■ **Directives**
a) Can you pull out the part of the text on New York City's sanitation, starting with "His first initiative" and going on through "during their shift)."?
b) Could you carry the text about George Waring's cleanup of New York City forward from where it stops?

══ Page ══

Lacking any formalized sanitation and refuse system, New York City was drowning in garbage and filth in the late 1800s. Its current mayor, William Strong, called for Waring to return and assume the position of sanitation engineer. The job of tackling the city’s overwhelming sanitation issues would be no easy feat, and Waring approached the job as he would approach combat on the battlefield. 

Colonel George Waring transformed the image of the sanitation department in New York, dressing workers in white so they would be affiliated with hygiene and cleanliness.

His first initiative was to build an army of cleaners, equipped with ashcans and broomsticks as their weapons. But before he cleaned up the streets, he knew he needed to clean up the perception of the cleaners. 

Street cleaners of the day were known for accepting bribes and generally slacking off on the job. To transform this image, Waring assembled a force of more than two thousand sanitation “soldiers” who were clad completely in white, from the white caps on their heads down to the pants covering their legs. The motivation was to associate workers with hygiene (though other sources indicate that it was to also make workers obvious and easily identifiable should they feel compelled to skip off to the saloon during their shift).

═══
══ Provided records ══

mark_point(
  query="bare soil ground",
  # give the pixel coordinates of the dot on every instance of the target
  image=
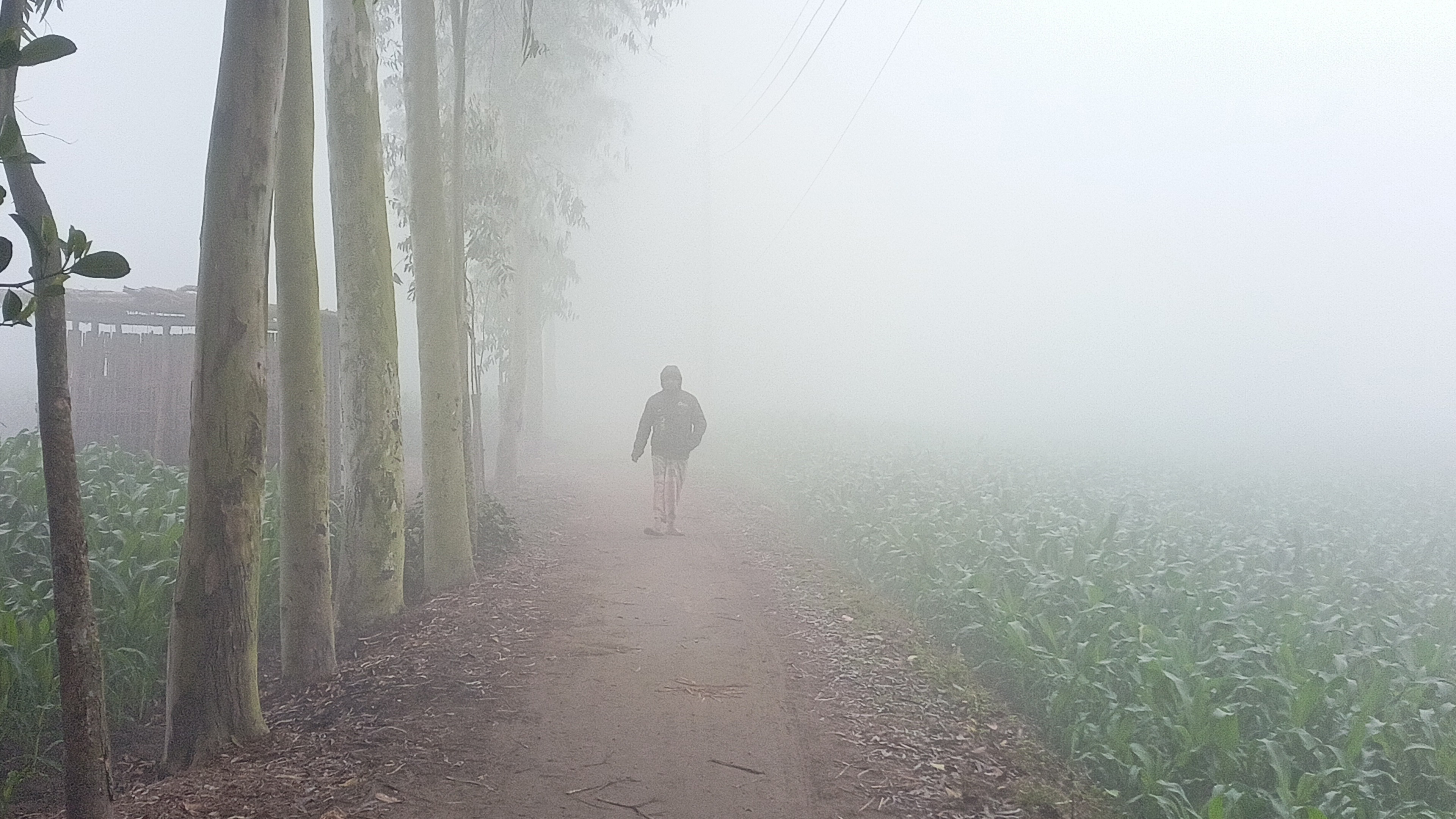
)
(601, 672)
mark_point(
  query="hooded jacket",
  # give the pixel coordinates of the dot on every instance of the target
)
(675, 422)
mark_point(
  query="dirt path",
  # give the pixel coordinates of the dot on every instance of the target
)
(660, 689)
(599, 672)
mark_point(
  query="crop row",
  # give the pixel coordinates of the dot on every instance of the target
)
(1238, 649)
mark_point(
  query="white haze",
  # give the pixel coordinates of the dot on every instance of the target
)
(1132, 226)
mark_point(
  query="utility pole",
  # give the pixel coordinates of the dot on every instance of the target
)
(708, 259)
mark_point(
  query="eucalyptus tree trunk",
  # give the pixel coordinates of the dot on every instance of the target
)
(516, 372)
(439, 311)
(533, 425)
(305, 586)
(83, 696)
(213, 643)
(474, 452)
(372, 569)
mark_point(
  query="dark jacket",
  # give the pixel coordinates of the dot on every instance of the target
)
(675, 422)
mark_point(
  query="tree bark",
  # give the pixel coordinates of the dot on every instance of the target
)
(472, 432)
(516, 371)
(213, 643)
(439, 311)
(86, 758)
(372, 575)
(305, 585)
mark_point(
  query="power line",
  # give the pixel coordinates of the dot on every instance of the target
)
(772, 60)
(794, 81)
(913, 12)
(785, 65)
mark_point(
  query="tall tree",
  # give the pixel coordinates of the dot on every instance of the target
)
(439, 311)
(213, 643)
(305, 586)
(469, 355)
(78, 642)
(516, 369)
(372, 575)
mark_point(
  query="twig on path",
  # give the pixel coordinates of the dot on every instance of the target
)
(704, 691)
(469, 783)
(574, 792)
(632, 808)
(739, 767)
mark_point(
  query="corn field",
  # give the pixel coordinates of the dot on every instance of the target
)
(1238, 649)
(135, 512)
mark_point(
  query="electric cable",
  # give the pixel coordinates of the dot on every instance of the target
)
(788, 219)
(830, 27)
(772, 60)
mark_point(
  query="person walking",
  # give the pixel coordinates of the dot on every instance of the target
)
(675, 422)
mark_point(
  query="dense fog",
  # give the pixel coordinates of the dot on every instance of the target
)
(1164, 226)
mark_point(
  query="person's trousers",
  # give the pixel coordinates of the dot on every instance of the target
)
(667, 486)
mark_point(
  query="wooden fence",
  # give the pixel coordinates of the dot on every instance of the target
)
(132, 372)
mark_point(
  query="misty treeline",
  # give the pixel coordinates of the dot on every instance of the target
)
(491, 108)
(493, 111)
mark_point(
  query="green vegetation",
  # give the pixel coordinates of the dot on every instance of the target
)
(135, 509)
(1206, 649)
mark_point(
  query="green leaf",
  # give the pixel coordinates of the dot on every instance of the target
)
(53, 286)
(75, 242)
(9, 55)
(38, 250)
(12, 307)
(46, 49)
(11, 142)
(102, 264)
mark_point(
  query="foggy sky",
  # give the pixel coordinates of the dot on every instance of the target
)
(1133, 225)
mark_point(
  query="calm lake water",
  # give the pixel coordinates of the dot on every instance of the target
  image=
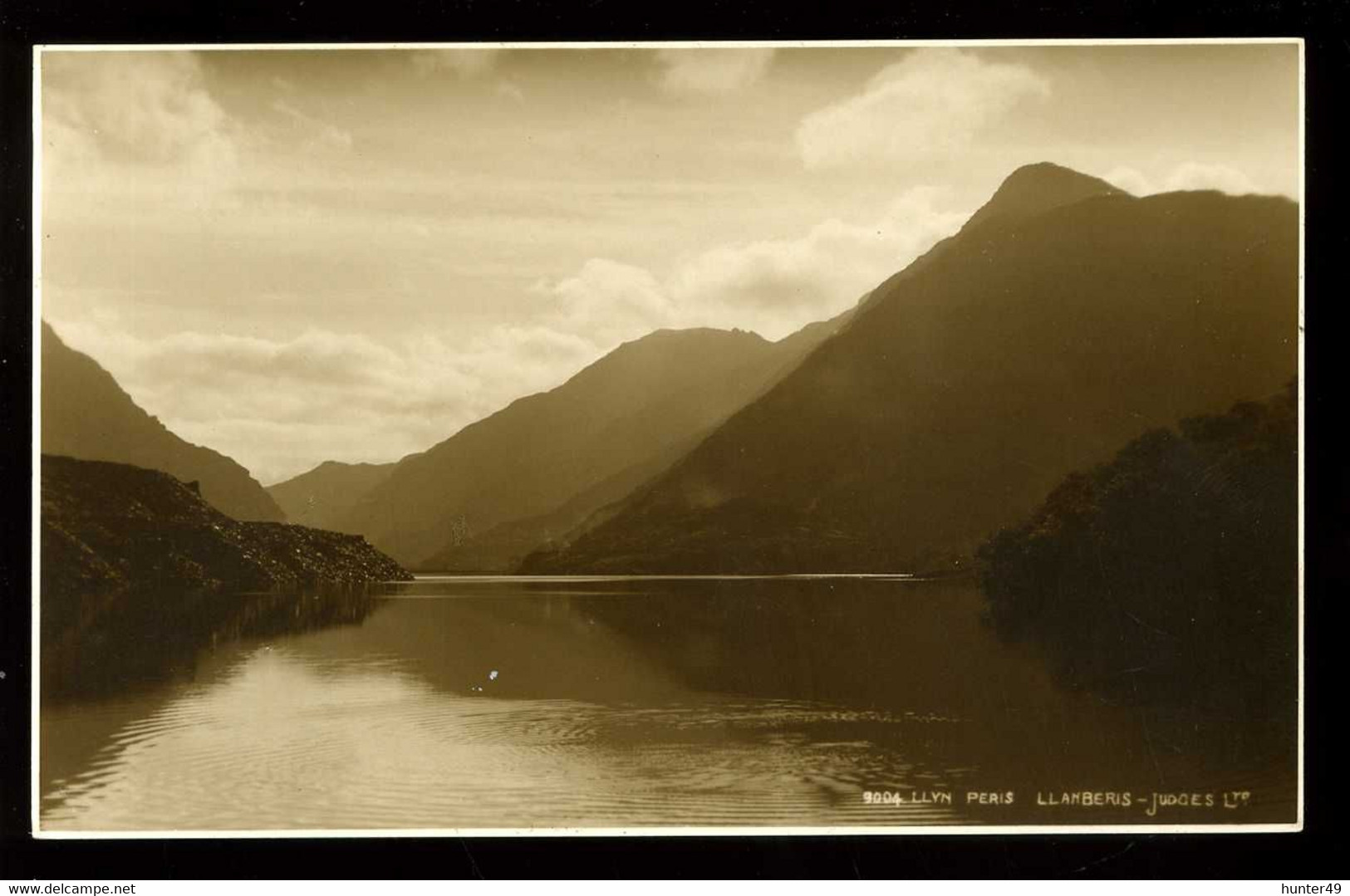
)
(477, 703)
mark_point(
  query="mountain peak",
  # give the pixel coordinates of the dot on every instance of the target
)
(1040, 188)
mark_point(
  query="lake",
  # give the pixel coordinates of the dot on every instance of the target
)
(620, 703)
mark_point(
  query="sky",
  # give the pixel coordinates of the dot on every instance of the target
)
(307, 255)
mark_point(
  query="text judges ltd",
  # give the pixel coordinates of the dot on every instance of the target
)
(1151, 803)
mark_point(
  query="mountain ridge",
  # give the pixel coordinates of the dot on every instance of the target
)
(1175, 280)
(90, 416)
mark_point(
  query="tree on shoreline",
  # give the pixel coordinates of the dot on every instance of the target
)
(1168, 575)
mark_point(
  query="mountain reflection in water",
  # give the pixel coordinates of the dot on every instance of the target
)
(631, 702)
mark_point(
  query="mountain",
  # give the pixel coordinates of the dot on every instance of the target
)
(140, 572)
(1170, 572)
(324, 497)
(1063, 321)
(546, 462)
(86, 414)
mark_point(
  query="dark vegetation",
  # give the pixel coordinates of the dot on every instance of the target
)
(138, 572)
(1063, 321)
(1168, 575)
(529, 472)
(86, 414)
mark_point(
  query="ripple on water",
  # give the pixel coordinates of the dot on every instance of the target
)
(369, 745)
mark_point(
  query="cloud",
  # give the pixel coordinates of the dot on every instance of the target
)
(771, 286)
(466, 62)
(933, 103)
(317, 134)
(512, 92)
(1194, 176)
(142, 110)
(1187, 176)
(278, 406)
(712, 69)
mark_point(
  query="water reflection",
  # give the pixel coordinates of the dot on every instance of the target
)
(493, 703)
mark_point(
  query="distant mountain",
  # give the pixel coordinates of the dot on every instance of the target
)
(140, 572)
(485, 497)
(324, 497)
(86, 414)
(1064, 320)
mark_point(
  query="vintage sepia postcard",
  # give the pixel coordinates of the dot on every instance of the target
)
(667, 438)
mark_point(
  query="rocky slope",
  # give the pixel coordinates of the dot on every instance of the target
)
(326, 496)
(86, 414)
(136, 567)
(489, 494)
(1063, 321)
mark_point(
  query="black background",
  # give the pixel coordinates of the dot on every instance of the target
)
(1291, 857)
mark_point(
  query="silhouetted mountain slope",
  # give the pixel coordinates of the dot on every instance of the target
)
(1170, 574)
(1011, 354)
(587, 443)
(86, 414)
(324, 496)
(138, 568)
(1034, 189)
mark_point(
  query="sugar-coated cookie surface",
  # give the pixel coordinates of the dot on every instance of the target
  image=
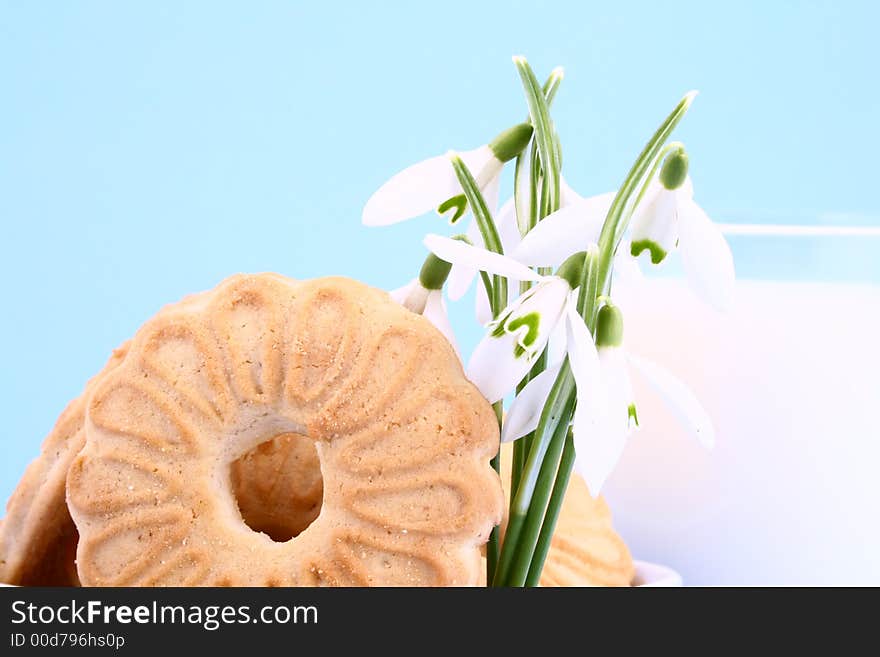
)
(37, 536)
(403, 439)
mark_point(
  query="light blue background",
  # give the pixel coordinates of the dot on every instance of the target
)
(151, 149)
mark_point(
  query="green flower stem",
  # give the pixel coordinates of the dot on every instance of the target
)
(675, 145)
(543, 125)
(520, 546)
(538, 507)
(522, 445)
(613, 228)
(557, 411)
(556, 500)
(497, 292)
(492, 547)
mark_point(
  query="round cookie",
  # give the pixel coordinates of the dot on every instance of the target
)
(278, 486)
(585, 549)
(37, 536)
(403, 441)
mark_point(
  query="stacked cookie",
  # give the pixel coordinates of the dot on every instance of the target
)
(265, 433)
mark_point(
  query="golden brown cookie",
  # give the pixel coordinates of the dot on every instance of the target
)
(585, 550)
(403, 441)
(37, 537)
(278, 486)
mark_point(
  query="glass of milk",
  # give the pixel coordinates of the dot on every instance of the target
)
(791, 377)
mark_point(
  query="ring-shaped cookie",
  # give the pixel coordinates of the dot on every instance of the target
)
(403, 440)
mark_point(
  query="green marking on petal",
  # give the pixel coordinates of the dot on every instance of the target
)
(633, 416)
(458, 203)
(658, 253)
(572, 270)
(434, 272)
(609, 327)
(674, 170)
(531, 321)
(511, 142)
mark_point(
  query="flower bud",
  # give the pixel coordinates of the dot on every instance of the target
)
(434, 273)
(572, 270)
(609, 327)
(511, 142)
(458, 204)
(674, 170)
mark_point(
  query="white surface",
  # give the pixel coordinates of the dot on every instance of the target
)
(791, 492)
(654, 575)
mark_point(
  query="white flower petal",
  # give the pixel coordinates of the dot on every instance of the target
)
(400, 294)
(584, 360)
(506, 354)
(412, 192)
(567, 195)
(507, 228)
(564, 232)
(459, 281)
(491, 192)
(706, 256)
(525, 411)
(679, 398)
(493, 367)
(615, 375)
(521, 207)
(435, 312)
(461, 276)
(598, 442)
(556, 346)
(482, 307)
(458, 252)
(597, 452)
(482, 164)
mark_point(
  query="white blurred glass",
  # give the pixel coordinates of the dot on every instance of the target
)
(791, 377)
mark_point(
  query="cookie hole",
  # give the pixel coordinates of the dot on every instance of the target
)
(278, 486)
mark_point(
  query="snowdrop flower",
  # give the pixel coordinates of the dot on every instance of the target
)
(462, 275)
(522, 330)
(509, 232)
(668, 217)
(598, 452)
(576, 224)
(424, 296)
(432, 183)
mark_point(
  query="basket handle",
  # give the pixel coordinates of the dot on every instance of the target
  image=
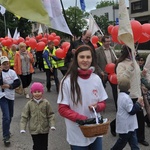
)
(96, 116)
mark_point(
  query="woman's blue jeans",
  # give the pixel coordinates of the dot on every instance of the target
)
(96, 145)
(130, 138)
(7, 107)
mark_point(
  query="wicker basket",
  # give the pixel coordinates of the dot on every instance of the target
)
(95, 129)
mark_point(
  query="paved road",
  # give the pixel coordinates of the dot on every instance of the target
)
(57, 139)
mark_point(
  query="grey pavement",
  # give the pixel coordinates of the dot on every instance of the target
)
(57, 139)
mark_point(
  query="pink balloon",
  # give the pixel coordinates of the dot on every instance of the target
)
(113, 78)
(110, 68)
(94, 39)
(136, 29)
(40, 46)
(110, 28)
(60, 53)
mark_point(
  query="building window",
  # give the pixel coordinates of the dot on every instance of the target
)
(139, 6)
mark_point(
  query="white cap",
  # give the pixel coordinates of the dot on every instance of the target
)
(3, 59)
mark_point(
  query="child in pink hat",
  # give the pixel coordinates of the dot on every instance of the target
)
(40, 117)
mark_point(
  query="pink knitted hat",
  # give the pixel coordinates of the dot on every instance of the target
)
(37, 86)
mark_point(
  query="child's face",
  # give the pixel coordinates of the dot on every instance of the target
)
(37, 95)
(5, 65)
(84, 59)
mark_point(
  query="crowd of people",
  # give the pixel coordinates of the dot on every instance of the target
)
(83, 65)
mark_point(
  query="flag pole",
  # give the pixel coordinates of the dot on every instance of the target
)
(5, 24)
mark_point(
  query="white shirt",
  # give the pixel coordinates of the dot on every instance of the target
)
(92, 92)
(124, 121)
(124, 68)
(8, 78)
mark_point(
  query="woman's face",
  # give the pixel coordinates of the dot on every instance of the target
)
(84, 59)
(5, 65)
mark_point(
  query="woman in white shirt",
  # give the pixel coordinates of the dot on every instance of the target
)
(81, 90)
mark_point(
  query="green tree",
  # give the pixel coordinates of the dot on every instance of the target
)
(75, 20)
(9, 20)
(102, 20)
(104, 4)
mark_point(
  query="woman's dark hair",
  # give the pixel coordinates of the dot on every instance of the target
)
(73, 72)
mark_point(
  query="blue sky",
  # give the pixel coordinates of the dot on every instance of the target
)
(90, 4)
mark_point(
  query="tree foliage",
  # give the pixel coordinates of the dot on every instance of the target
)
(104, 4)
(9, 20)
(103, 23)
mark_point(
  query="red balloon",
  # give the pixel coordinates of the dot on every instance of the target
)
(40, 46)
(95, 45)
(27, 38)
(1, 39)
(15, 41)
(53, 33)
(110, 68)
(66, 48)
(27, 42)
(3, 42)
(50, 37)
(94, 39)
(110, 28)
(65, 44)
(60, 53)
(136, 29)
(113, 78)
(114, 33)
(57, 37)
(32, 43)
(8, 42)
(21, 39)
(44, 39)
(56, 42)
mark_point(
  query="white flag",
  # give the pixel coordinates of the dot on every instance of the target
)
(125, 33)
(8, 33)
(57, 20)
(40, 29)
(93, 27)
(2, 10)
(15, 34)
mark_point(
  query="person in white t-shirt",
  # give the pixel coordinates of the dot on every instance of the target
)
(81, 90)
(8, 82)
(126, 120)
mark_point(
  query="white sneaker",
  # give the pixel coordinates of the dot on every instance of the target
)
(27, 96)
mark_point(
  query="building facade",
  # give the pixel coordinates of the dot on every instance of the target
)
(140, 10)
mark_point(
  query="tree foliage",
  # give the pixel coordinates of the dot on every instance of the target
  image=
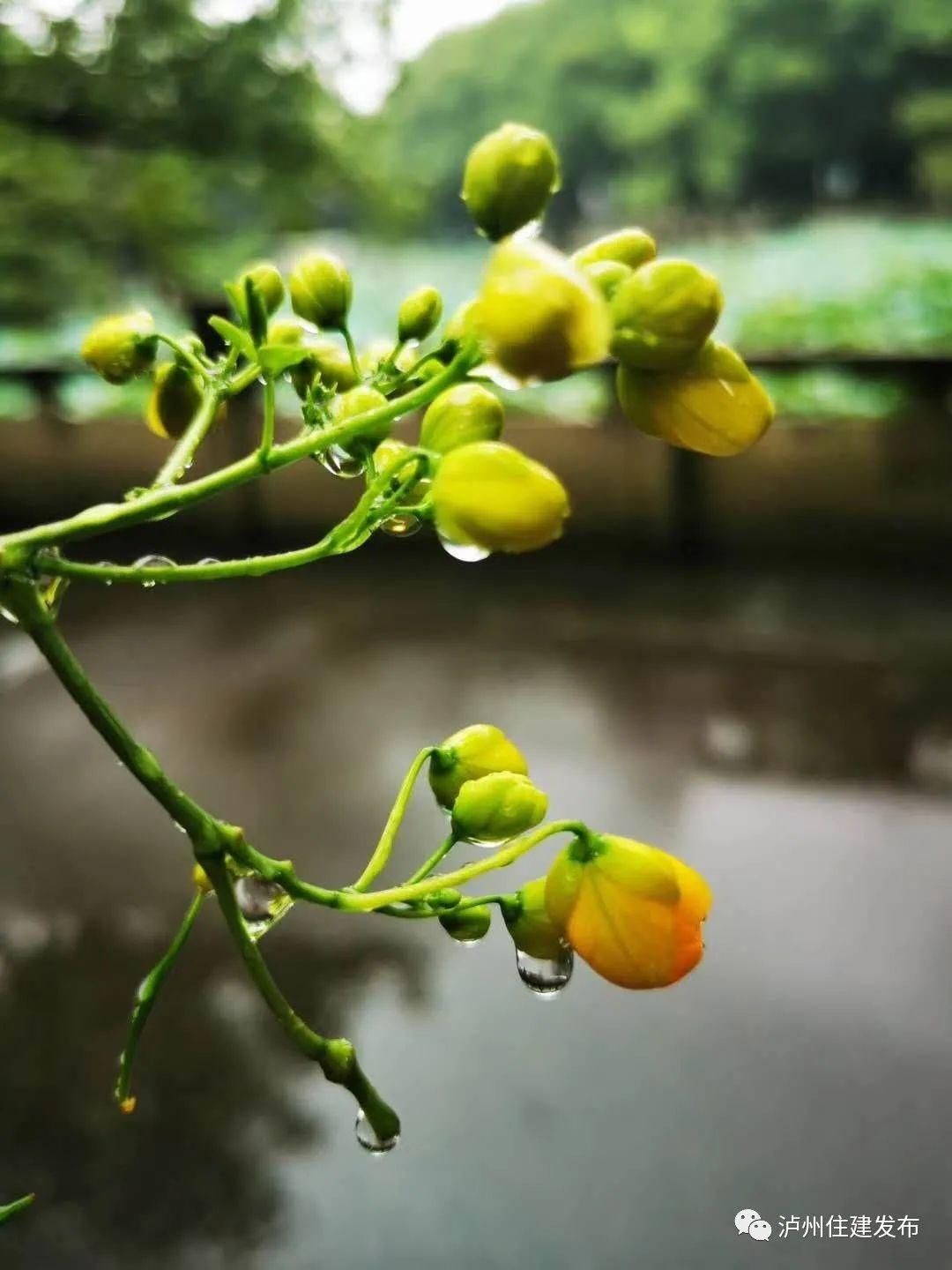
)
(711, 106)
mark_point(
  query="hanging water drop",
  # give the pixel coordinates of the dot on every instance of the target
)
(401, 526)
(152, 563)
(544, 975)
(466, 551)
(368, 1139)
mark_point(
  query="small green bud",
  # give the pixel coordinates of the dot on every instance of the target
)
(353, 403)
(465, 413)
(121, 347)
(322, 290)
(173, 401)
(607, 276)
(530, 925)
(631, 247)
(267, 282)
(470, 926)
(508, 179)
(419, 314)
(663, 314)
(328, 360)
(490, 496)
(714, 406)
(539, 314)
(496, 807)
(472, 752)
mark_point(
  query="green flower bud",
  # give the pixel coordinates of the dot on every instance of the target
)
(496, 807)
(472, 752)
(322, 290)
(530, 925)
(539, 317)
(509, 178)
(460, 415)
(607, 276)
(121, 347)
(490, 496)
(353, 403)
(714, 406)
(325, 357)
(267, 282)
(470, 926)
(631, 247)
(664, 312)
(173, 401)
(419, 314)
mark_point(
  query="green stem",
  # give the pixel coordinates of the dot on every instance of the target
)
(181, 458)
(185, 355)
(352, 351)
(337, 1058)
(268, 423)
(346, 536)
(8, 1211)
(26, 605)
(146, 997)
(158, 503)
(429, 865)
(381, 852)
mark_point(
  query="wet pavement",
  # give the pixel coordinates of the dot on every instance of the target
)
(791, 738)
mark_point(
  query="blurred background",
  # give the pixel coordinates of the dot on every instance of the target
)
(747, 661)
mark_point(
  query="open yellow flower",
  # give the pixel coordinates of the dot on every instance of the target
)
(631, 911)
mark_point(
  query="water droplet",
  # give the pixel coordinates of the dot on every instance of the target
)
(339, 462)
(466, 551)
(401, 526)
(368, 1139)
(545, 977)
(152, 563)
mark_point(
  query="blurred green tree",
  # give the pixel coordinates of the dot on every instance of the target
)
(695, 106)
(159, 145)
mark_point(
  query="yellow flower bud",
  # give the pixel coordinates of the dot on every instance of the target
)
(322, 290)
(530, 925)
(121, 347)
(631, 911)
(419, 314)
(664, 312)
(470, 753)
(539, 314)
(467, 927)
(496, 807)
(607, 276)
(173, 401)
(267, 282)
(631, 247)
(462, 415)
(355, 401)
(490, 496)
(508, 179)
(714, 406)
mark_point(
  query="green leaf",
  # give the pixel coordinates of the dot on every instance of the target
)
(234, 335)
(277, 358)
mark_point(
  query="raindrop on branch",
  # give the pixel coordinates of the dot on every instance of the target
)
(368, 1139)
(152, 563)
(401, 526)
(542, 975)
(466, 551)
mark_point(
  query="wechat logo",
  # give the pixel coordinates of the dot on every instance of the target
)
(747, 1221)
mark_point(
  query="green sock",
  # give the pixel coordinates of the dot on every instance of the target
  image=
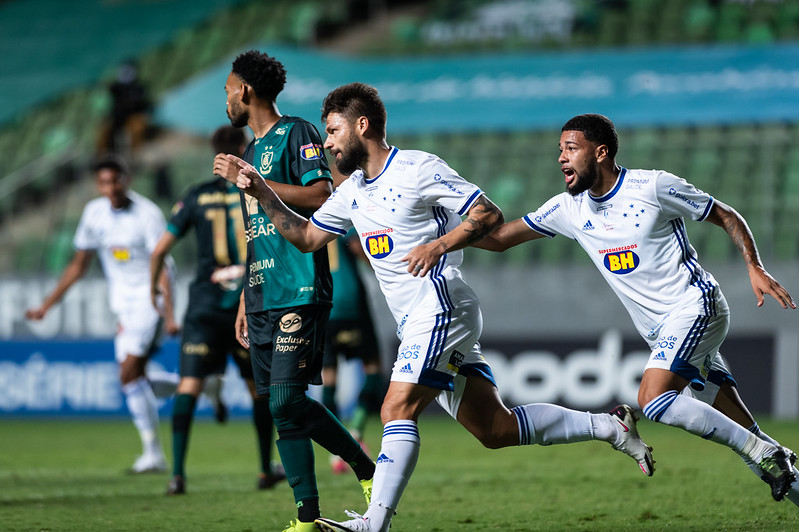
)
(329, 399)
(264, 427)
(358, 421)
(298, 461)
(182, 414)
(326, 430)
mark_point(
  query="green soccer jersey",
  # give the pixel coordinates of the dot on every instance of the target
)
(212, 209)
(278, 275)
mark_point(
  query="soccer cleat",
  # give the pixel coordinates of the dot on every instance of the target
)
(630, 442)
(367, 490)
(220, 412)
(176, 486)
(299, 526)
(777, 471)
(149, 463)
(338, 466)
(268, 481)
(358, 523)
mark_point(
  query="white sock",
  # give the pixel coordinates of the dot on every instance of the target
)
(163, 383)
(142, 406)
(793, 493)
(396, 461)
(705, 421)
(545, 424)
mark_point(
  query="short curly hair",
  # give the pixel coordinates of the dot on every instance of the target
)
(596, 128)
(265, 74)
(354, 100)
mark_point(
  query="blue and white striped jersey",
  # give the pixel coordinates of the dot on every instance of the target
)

═══

■ **Results for each task**
a)
His first initiative was to build an army of cleaners, equipped with ashcans and broomsticks as their weapons. But before he cleaned up the streets, he knew he needed to clean up the perception of the cleaners. 

Street cleaners of the day were known for accepting bribes and generally slacking off on the job. To transform this image, Waring assembled a force of more than two thousand sanitation “soldiers” who were clad completely in white, from the white caps on their heads down to the pants covering their legs. The motivation was to associate workers with hygiene (though other sources indicate that it was to also make workers obvious and easily identifiable should they feel compelled to skip off to the saloon during their shift).

b)
According to an article in Collector’s Weekly, Waring’s military-like structure included “very clearly defined tasks, like someone was assigned to sweep from this corner to that corner 10 blocks down, and they were going to do it inside these eight hours, and this cart was going to follow and the driver of the cart had these set hours. If there were any problems, the officer immediately in charge of that crew would have to answer for them, and then the officer above had to answer for the larger regional work.” 

With his system in place, Waring and his army set to clean the poorest sections of the city (the more affluent areas had enlisted private cleaning services to clean up their streets). Initially, the sanitation workers were met with resistance, and local residents threw rocks and bricks at workers, fearful they intended to displace them. By the end of two weeks, the White Wings had won them over because their neighborhoods were clean. Eventually, the piles of trash throughout the city had been completely cleared.

After seven months of Waring’s sanitation leadership, The New York Times reported: “Clean streets at last… Marvels have been done.”

Workers clean up the streets of New York in the late 1800s.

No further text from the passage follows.